What is being asked: Starting from the line containing "Annotate every instance of the mountain ridge", write out the rest of the entries exactly, through the final line, including nothing else.

(Point labeling dataset excerpts)

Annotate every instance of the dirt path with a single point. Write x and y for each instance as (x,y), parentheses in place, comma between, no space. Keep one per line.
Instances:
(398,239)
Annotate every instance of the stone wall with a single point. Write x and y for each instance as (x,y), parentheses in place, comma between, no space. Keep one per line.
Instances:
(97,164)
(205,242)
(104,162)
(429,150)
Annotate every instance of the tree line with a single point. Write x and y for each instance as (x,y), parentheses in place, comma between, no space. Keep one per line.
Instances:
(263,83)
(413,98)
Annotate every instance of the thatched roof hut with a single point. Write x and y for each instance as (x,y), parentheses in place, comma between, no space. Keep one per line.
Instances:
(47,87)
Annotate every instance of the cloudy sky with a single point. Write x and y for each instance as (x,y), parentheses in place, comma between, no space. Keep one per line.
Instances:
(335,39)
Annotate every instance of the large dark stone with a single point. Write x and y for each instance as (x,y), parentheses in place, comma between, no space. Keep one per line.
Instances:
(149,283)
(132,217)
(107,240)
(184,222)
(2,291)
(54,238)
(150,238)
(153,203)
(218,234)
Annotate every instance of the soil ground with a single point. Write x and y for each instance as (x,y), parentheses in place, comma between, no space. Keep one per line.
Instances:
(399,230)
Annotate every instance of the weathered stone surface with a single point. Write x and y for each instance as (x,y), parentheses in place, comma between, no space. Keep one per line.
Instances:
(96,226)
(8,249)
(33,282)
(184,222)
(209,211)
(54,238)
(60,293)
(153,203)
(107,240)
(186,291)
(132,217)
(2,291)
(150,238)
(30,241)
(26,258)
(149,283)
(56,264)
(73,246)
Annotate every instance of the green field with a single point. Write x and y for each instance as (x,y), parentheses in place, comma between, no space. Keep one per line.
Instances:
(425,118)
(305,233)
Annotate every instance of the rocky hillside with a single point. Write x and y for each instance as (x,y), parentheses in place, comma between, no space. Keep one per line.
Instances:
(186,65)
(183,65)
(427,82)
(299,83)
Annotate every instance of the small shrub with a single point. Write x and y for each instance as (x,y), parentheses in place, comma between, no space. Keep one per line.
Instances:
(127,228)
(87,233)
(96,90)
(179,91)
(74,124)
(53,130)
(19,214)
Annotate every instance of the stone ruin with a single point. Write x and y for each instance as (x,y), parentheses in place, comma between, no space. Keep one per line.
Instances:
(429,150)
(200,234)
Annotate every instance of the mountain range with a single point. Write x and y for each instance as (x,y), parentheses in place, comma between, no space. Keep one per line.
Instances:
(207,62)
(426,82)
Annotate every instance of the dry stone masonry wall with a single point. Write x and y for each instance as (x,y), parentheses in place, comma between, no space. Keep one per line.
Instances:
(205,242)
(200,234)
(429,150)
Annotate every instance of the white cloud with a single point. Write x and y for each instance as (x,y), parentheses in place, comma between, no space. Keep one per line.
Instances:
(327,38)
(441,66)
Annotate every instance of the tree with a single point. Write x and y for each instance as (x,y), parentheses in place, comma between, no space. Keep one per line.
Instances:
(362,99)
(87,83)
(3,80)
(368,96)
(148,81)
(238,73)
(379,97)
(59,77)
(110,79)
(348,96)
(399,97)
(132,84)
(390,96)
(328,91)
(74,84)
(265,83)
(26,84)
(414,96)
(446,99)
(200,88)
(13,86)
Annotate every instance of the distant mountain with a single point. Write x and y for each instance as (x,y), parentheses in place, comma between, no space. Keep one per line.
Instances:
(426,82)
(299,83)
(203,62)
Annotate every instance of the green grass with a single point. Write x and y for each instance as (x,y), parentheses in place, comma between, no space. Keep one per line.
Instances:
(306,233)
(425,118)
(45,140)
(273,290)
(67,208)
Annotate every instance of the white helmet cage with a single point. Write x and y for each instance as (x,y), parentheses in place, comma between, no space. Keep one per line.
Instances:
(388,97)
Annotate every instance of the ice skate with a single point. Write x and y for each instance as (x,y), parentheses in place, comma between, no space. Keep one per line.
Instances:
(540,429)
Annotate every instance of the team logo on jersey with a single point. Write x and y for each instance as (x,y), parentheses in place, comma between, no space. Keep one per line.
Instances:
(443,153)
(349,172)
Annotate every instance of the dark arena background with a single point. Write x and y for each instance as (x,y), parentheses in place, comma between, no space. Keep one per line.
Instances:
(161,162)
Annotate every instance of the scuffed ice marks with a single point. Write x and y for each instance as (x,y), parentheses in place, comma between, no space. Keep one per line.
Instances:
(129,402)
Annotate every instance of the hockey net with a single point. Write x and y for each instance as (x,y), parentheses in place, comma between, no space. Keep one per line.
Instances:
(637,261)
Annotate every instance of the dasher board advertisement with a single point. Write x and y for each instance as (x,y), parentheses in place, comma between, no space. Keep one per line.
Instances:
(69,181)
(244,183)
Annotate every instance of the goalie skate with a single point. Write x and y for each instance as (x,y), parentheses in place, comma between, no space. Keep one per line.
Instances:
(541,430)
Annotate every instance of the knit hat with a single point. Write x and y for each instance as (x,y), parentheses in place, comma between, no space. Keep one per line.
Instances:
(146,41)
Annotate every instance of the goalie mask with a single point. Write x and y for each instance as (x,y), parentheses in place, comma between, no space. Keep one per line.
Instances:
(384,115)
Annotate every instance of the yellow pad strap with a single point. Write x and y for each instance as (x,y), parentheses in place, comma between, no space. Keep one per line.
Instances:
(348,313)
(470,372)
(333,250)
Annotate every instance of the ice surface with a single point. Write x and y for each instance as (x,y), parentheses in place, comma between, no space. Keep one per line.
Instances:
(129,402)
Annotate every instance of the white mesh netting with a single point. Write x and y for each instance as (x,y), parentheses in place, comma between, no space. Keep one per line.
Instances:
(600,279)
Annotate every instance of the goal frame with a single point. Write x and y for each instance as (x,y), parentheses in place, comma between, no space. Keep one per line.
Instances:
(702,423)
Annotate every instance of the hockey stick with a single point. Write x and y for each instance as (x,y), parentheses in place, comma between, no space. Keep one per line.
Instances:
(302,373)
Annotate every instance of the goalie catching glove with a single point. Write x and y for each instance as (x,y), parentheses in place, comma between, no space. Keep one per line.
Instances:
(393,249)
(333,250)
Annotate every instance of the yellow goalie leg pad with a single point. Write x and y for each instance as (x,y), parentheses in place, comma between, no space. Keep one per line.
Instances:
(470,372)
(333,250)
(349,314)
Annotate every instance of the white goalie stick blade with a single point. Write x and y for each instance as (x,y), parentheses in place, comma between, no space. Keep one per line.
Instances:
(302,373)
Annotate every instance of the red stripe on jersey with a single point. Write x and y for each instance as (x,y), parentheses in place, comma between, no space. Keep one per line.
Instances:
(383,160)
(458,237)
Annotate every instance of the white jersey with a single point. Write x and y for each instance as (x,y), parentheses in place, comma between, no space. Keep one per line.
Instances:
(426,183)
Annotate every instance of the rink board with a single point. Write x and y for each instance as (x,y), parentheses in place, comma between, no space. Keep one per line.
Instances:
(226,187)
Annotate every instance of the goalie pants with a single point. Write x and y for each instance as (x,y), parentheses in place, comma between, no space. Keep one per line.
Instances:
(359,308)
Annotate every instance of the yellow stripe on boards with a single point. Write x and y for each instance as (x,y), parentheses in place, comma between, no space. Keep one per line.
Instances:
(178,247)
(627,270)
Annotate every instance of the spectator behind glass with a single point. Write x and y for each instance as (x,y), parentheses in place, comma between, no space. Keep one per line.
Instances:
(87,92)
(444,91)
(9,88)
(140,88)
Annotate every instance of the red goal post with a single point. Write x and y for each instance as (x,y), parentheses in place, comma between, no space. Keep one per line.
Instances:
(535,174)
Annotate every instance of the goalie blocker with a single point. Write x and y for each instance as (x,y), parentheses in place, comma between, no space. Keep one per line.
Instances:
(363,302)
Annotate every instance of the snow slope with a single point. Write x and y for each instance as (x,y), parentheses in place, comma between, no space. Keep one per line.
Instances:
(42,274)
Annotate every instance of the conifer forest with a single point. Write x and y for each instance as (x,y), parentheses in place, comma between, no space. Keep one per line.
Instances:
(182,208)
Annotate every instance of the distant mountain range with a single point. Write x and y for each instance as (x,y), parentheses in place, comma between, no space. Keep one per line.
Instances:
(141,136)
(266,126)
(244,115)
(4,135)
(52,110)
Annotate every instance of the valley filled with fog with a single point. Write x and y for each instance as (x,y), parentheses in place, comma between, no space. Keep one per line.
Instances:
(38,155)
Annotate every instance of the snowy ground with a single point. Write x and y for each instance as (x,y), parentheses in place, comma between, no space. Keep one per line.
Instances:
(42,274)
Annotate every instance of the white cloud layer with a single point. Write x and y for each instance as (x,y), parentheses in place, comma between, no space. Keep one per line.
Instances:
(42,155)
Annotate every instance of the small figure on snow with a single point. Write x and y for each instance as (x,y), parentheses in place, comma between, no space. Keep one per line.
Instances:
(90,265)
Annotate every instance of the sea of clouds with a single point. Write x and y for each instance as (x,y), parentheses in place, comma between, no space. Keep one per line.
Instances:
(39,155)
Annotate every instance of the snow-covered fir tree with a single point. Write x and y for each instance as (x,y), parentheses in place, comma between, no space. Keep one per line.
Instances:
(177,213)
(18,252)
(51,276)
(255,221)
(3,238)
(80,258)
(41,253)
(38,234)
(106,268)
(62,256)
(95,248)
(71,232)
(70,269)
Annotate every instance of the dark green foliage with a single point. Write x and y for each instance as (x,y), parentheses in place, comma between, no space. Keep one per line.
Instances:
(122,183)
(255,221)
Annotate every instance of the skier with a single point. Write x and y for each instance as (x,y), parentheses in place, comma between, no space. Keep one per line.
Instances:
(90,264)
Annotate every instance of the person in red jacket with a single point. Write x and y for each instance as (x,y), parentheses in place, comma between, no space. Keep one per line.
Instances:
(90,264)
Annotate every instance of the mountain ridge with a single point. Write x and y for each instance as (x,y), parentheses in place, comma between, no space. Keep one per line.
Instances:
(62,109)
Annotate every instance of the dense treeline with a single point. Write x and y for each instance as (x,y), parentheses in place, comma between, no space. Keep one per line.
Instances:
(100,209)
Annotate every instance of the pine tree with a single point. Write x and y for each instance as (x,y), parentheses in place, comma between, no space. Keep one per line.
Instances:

Right answer:
Annotate every instance of the mountain ridge with a single point. Write x and y for each instance as (x,y), parentheses in place, comma between, no space. Keep one per line.
Instances:
(62,109)
Annotate every instance of the dense treeline with a single point. Write x and y for each instance as (x,y), parentheses in place, comma between, no space. Keep one per line.
Instances:
(100,209)
Annotate every instance of the pine tree with a single point. Write x and y for each instance as (x,y), parentheses in place, comma between, no space. Keep one per line.
Instances:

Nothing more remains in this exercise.